**Zu erledigen**
Führe bitte den Text über Objektivität in der Geschichtsschreibung nach seinem letzten Satz weiter.

**Bereitgestellter Text**
########################################
Objectiv Geschichte denken ist die stille Arbeit des Dramatikers: alles an einander denken, alles Vereinzelte zum Ganzen zu weben: überall mit der künstlerischen Voraussetzung, dass der Plan, der Zusammenhang darin sei: eine Voraussetzung, die gar nicht empirisch-historisch ist und aller “Objectivität,” wie man sie gewöhnlich versteht, widerstreitet. Dass der Mensch die Vergangenheit überspinnt und bändigt, ist Kunsttrieb: nicht Wahrheitstrieb. Die vollkommene Form einer solchen Geschichtsschreibung ist rein Kunstwerk: ohne einen Funken der gemeinen Wahrheit.
Ist es erlaubt, dass alles küntlerisch betrachtet werde? Für das Vergangne wünsche ich vor allem die moralische Abschätzung. Also eine bedenkliche Verwechslung des Künstlerischen und des Moralischen: wodurch das Moralische abgeschwächt wird.
Nun aber ist meistens jene Objectivität nur eine Phrase, weil die künstlerische Potenz fehlt. An Stelle jener künstlerischen Ruhe tritt die schauspielerische Affectation der Ruhe: der Mangel an Pathos und moralischer Kraft kleidet sich als überlegne Kälte der Betrachtung. In gemeineren Fälle tritt die Banalität, und Allerweltsweisheit, die allerdings gar nichts Aufregendes hat, an Stelle der künstlerischen Interesselosigkeit. Alles Nichtaufregende wird gesucht —
Wo nun gerade das Höchste und Seltenste behandelt wird, da ist die gemeine und flache Motivation empörend, wenn sie aus der Eitelkeit des Historikers herstammt. (Swift: “jeder Mann hat gerade soviel Eitelkeit, als es ihm am Verstande mangelt.”)
Soll der Richter kühl sein? Nein: er soll nicht parteiisch sein, nicht Nutzen und Schaden für sich im Auge haben. Vor allem muss er wirklich über den Parteien stehen. Ich sehe nicht ein, weshalb ein Spätgeborner schon deshalb Richter aller früher Gebornen sein solle. Die meisten Historiker stehen unter ihren Objecten!
Man nimmt jetzt an: der, den ein Moment der Vergangenheit gar nichts angeht, sei berufen ihn darzustellen: Philologen und Griechen verhalten sich meistens so zu einander: sie gehen sich nichts an. Das nennt man auch “Objectivität”: selbst zum Photographiren gehört, ausser Object und Platte, das Licht: doch meint man, es genüge Object und Platte. An strahlendem Sonnenlicht fehlt es: im besten Falle glaubt man, dass das Oellicht der Studirstube genüge.
########################################
**Liste der Datensätze**
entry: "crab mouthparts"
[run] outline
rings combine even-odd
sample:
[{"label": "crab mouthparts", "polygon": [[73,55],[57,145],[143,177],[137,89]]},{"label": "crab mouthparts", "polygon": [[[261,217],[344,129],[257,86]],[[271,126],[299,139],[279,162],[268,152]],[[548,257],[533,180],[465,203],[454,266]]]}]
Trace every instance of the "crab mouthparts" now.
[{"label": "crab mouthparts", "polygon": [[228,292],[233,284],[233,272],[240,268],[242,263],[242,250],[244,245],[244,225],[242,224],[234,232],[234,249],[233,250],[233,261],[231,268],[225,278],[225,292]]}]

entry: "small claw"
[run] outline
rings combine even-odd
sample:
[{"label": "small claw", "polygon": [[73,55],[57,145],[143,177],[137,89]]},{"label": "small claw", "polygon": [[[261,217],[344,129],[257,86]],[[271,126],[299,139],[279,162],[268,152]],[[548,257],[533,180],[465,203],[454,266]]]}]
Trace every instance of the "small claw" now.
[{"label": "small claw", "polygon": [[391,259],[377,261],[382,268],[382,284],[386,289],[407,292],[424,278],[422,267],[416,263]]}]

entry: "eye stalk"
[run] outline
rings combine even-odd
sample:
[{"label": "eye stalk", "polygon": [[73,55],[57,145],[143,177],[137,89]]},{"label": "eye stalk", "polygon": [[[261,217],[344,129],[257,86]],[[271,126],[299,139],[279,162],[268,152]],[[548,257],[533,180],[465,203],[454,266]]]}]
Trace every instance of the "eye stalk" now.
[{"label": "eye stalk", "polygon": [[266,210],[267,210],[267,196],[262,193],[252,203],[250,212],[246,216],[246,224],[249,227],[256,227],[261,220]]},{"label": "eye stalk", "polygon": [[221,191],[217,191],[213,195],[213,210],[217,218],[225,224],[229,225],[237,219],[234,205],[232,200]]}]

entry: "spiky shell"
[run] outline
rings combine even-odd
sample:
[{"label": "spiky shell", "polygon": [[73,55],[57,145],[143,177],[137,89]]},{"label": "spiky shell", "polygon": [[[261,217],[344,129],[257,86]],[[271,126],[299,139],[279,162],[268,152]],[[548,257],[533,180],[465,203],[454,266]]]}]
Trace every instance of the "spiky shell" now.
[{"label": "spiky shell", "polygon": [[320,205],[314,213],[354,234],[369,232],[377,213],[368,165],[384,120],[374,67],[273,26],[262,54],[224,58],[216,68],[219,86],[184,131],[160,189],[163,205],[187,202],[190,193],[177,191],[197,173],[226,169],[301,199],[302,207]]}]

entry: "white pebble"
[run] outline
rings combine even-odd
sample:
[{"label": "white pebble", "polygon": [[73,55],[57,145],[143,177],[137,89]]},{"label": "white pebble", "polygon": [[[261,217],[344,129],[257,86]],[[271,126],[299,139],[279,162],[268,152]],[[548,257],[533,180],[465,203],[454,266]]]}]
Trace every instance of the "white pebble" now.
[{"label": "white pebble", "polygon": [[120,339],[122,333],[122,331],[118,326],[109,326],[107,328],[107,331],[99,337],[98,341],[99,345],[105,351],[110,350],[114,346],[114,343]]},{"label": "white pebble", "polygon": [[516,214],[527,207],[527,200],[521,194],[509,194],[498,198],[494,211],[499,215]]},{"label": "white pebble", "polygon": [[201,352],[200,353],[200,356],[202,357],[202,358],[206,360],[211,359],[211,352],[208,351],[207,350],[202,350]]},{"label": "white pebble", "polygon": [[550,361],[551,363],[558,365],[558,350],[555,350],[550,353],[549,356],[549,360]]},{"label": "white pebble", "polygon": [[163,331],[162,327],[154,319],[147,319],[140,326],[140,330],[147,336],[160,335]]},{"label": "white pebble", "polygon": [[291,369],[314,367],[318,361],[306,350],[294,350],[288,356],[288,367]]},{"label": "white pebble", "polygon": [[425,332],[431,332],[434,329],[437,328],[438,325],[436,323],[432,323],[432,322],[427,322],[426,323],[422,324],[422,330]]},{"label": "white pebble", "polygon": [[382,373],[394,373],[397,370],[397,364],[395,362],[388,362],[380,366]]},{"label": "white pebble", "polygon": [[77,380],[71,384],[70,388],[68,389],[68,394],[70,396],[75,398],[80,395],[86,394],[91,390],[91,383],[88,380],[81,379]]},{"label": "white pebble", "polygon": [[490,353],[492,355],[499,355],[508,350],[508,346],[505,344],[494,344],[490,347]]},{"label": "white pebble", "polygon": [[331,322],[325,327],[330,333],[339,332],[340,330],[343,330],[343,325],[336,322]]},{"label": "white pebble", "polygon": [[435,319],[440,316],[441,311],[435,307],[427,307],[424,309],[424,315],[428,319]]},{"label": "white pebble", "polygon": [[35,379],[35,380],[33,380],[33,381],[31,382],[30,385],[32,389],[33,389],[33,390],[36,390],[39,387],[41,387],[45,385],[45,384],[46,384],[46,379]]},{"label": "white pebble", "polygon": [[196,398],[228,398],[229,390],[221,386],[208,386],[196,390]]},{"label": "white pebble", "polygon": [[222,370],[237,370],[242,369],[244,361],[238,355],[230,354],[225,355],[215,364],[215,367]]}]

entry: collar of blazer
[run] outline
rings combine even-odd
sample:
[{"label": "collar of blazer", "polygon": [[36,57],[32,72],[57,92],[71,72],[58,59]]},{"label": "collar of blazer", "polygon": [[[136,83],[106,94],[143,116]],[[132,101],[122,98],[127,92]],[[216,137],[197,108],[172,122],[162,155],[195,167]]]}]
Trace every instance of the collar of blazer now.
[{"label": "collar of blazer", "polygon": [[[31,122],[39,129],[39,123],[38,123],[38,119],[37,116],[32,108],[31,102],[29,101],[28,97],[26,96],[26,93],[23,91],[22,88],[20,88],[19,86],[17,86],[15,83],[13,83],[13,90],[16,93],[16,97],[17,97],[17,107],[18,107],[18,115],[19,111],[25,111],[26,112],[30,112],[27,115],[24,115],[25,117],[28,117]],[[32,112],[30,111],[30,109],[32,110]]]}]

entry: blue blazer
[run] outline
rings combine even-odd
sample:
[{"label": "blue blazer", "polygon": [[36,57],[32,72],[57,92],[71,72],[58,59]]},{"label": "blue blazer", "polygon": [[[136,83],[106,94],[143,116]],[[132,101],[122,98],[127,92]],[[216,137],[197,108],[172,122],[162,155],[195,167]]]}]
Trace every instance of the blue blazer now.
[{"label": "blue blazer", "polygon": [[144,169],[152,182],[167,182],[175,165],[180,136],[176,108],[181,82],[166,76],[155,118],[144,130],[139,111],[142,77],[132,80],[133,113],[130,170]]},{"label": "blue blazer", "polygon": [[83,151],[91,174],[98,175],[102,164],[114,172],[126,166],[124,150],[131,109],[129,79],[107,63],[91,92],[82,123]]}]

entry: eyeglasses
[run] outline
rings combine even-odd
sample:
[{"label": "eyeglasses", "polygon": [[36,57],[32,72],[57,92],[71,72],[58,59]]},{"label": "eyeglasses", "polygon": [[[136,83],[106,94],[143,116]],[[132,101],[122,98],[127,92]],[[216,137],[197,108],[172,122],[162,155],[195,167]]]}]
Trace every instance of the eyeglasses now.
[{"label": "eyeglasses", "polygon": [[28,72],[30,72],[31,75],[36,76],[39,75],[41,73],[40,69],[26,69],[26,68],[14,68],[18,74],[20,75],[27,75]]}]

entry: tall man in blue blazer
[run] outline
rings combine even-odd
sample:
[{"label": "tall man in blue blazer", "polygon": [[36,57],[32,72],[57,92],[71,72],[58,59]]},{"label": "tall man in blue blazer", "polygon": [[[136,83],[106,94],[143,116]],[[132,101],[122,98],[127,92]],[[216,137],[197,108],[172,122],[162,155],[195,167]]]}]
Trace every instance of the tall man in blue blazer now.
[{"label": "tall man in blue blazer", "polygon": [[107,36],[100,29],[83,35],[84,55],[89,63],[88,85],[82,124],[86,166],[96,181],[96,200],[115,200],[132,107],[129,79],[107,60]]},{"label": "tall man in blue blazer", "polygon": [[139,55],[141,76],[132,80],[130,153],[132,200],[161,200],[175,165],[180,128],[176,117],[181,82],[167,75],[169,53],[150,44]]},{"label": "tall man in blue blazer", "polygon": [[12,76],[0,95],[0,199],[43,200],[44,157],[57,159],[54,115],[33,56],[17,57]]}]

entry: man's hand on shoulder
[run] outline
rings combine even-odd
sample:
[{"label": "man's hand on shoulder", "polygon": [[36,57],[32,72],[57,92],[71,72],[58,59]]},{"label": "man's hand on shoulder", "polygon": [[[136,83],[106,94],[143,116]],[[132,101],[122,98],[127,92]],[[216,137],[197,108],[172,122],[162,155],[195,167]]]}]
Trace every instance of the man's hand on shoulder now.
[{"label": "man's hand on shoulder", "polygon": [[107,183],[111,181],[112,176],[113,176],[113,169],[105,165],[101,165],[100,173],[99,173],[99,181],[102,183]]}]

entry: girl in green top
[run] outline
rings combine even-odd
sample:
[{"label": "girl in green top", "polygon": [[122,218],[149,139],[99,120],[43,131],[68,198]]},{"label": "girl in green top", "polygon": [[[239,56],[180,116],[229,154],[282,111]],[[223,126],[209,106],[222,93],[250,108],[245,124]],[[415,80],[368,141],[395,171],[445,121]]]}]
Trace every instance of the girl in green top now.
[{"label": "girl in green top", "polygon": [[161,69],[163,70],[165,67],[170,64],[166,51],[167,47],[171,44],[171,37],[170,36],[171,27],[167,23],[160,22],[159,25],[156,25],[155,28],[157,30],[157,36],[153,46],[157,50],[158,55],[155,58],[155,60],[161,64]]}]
########################################
**Ergebnis**
Ganz unbesonnene Menschen glauben überhaupt dass sie und ihre Zeit, in allen Popularansichten, Recht habe: wie jede Religion es von sich glaubt. Sie nennen “Objectivität” das Messen vergangner Meinungen an den Allerweltsmeinungen, in denen sie den Canon aller Wahrheiten suchen. Übersetzung der Vergangenheit in die Trivialität der Gegenwart ist ihre Arbeit. Feindselig sind sie gegen jede Geschichtsschreibung, die diese Popularmeinungen nicht für kanonisch hält: das soll “subjectiv” sein!
Nur aus der höchsten Kraft der Gegenwart dürft ihr das Vergangne deuten: nur in der höchsten Anspannung werdet ihr errathen, was in dem Vergangnen wissenswürdig ist. Gleiches durch Gleiches! Sonst seid ihr verloren, sonst zieht ihr das Vergangne zu euch nieder. Glaubt einer Geschichtsschreibung nicht, wenn sie nicht in den Händen der seltensten Geister ist: ihr werdet es immer merken, welcher Qualität ihr Geist ist, wenn einmal ein allgemeiner Satz ausgesprochen wird. Es kann Keiner zugleich ein grosser Historiker und ein Flach- oder Duselkopf sein. Verwechselt mir aber die Arbeiter nicht: z. B. les historiens de Ms. Thiers wie man in Frankreich naiver sagt. Ein grosser Gelehrter und zugleich ein Flachkopf—das ist möglich!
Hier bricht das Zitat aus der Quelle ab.